Reproduce the part of the forum thread on Sea Hunt boats that starts with "Find a good, used" and goes on through "in the wiring.", with every word and mark unchanged.

**PASSAGE PROVIDED**
* * * *

# Sea Hunt Boat...good/bad idea????



## Iean B.

Looking for a little advice,
I am in the market for a center console inshore boat. I was looking for a used Blazer bay for a reasonable price. 
The dealership was really pushing the new sea hunts they had and were telling how good these new models were, i am sure he was making it sound really good to sell the boat, looked like a sold boat, but i told him i would do research on it. Just wanted to know if anybody has any opinion on these boats.
The only model they had left was the BX19. asking 26,500, it had a few extras.
Buit i was thinking maybe i could find a little bit longer boat for that same price.
Any advice would be appreciated.....thanks


----------



## aroundthehorn

Iean B. said:


> Looking for a little advice,
> I am in the market for a center console inshore boat. I was looking for a used Blazer bay for a reasonable price.
> The dealership was really pushing the new sea hunts they had and were telling how good these new models were, i am sure he was making it sound really good to sell the boat, looked like a sold boat, but i told him i would do research on it. Just wanted to know if anybody has any opinion on these boats.
> The only model they had left was the BX19. asking 26,500, it had a few extras.
> Buit i was thinking maybe i could find a little bit longer boat for that same price.
> Any advice would be appreciated.....thanks


I'd pass at that price and that length. Try and find a good used boat with a good motor. They are all over the place. Be ready to take your time in making your decision.

Find a good, used hull in good condition with the right motor or buy the hull + motor and power up. You can find some nice 2 or 4 stroke motors in the 4-8k range and find a good hull to strap it to. JMHO.


----------



## X-Shark

Having been in the bowels of a SeaHunt 22BX Pro recently I think I'm qualified to answer this.

It was a very nice boat and well laid out. But I did see a lot of short comings in the wiring.

The fuse box....The use of those stupid thermal breakers that have no business on a boat. [They rust and corrode.]


----------



## Matt Mcleod

I have several friends that have Sea Hunt boats and all of them are very happy with their boats. I fished on a 21 and thought it rode great. For the money one of the best buys out there in my opinion.


----------



## RCB

Good friend of mine just purchased a 25ft. It is very nice with a very dry ride. I like all the "extra's" that came standard on the boat. If you feel comfortable with the price, just do it!!


----------



## JoeZ

I'm not saying, just saying:


----------



## J Smithers

My dad purchased a 19ft Sea Hunt this year. I'm not sure of the model but I believe it is the 19BX and he loves it. $26k seems like a fair price for that boat brand new. Dad bought his used but it is an 08 model and still under warranty. I've been out with him and it is a very smooth riding boat. He takes his in the gulf on calm days but it also does great inshore. Heck he took it to Lake Martin and it was perfect. If I didn't have a bass boat and wanted a CC - that would surely be in my top couple of boats I would want.


----------



## mt0264

we bought a 19 ft sea hunt cc with a 115 hp outboard the whole boat had 78 hr on it we paid 4500 cash, it was a 07 model in great shap, the boat rides great and dry.


----------



## AAR

mt0264 said:


> we bought a 19 ft sea hunt cc with a 115 hp outboard the whole boat had 78 hr on it we paid 4500 cash, it was a 07 model in great shap, the boat rides great and dry.


Wow! You stole that thing!

* * * *

**EXCERPTED RECORDS**
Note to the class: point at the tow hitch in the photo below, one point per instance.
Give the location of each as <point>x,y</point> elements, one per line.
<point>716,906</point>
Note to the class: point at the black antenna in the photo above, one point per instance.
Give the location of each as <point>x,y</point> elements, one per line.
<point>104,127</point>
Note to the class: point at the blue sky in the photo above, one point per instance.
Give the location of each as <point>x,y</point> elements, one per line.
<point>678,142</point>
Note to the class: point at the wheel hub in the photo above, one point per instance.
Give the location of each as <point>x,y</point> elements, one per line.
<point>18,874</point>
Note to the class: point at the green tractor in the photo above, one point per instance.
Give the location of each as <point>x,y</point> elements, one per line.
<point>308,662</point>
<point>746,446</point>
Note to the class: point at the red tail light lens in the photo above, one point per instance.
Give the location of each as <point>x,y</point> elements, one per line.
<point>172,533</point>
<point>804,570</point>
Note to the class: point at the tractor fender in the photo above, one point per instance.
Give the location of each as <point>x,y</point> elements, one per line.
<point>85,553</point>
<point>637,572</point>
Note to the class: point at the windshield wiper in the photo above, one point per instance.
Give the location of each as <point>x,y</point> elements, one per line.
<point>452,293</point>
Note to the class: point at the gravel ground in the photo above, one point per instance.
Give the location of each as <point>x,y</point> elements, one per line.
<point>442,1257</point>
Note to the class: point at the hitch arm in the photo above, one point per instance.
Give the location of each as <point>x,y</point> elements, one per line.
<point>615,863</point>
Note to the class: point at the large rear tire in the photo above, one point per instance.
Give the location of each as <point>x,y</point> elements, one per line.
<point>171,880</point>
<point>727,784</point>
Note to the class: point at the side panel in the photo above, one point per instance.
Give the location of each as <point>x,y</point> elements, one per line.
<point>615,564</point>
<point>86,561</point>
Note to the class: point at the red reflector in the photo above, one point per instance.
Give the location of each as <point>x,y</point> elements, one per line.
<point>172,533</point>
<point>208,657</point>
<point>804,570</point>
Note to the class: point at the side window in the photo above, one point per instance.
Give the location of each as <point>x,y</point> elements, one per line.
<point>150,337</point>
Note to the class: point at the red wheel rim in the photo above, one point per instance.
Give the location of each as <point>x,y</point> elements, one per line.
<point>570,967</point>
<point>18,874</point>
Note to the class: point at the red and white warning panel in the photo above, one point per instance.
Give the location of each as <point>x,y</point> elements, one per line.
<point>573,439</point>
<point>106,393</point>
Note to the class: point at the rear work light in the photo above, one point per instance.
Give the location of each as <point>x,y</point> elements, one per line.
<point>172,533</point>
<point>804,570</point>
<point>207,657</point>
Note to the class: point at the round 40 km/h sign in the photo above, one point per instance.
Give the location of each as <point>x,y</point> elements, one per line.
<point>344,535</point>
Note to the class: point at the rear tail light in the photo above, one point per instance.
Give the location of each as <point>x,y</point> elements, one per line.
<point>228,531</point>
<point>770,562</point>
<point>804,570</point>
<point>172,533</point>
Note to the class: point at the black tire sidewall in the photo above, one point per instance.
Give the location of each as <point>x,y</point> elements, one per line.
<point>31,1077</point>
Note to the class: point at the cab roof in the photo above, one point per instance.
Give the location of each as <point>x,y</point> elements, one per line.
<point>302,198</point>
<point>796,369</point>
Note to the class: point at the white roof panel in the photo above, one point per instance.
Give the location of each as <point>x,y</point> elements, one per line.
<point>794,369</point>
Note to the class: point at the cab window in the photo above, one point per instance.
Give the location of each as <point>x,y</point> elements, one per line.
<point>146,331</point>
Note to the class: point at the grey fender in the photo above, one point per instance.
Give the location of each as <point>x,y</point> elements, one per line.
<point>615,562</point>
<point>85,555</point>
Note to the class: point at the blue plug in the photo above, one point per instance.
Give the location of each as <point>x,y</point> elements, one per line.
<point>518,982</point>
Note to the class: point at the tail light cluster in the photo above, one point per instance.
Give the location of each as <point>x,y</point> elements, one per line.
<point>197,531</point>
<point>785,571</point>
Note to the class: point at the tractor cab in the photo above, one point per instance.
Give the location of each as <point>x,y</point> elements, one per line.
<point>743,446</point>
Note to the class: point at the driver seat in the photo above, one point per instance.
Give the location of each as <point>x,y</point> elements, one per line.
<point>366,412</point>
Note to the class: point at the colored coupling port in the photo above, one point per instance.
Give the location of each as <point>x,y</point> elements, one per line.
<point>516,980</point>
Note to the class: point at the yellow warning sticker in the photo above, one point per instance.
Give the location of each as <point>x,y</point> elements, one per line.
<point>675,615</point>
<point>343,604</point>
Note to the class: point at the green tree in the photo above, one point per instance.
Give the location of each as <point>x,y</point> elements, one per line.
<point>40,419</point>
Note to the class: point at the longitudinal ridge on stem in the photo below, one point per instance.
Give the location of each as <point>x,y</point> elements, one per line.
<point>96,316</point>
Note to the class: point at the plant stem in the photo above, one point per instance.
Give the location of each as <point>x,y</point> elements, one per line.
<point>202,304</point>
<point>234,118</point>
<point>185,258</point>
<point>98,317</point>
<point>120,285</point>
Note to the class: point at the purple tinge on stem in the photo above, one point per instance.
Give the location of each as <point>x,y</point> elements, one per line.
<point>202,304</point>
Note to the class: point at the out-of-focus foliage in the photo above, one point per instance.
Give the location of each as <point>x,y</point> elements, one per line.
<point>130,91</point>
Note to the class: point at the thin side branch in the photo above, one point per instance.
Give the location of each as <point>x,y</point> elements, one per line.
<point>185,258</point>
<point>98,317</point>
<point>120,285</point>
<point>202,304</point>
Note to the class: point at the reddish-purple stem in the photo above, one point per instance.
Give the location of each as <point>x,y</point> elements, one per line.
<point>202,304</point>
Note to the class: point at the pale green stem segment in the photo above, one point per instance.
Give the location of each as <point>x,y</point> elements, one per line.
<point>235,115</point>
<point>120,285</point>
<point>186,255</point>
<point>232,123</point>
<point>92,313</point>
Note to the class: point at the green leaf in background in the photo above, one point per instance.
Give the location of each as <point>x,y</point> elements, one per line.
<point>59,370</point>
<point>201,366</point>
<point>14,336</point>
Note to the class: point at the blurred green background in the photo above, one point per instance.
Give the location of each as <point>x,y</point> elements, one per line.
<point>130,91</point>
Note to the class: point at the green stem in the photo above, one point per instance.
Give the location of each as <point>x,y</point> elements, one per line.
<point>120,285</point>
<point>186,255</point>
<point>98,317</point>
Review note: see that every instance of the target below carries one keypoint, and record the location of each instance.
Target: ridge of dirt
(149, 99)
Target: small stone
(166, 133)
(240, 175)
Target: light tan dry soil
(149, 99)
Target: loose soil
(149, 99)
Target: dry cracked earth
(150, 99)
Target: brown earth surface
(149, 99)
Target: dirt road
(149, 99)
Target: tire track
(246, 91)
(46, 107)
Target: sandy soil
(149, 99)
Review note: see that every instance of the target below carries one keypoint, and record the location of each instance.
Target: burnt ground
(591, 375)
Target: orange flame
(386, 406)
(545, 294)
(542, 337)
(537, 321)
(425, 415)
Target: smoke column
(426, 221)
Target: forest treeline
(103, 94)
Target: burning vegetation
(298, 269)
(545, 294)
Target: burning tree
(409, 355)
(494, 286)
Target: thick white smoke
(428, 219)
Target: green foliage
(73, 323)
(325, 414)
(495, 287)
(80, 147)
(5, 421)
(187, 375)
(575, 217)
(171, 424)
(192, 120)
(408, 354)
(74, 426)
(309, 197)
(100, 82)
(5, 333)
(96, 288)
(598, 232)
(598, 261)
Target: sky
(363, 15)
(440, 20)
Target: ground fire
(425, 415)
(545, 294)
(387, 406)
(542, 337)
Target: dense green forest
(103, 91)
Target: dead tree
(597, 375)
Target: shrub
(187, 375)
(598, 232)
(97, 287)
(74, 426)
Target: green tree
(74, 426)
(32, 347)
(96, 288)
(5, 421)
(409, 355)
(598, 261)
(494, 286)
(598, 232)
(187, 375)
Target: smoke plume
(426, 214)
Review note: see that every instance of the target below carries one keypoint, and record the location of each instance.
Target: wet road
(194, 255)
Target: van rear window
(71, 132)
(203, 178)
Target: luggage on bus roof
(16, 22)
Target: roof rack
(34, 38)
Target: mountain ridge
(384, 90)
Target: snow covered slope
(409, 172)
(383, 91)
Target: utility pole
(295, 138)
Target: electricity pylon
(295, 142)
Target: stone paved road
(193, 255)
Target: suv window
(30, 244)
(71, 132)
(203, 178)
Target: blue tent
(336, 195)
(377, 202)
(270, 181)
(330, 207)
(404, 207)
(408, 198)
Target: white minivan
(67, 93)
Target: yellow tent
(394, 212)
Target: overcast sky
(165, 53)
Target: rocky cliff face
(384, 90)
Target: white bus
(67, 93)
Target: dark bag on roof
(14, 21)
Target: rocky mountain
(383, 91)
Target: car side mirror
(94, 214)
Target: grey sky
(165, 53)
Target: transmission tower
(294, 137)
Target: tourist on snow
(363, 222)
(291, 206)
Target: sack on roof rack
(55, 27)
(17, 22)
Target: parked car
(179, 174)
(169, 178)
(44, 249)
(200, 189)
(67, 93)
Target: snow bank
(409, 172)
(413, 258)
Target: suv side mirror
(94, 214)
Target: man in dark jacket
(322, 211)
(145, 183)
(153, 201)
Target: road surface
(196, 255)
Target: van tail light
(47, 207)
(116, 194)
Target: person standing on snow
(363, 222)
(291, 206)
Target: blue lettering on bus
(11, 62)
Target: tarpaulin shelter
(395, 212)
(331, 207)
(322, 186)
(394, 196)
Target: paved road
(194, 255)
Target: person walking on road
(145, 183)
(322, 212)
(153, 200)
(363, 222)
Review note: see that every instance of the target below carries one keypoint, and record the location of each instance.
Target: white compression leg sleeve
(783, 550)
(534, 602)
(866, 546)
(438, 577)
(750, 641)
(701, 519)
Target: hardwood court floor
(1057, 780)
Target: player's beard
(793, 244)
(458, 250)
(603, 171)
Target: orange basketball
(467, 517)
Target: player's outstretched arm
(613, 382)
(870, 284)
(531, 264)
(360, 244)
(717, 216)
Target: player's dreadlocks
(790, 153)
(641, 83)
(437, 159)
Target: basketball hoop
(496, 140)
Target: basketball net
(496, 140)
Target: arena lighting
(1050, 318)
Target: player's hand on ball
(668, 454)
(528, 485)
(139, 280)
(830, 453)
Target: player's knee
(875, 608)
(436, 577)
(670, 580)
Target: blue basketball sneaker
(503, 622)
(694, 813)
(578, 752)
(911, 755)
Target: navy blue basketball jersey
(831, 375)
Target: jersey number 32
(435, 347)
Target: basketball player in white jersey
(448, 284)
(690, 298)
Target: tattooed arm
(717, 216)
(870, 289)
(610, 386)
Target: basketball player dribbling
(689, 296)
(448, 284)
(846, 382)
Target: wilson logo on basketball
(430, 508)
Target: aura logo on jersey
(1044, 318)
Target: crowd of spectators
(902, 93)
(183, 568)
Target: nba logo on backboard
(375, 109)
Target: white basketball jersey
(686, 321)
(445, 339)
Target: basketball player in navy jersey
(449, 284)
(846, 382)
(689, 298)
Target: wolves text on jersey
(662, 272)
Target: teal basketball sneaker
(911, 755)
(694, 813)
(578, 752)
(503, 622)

* * * *

**THE RESULT**
Find a good, used hull in good condition with the right motor or buy the hull + motor and power up. You can find some nice 2 or 4 stroke motors in the 4-8k range and find a good hull to strap it to. JMHO.


----------



## X-Shark

Having been in the bowels of a SeaHunt 22BX Pro recently I think I'm qualified to answer this.

It was a very nice boat and well laid out. But I did see a lot of short comings in the wiring.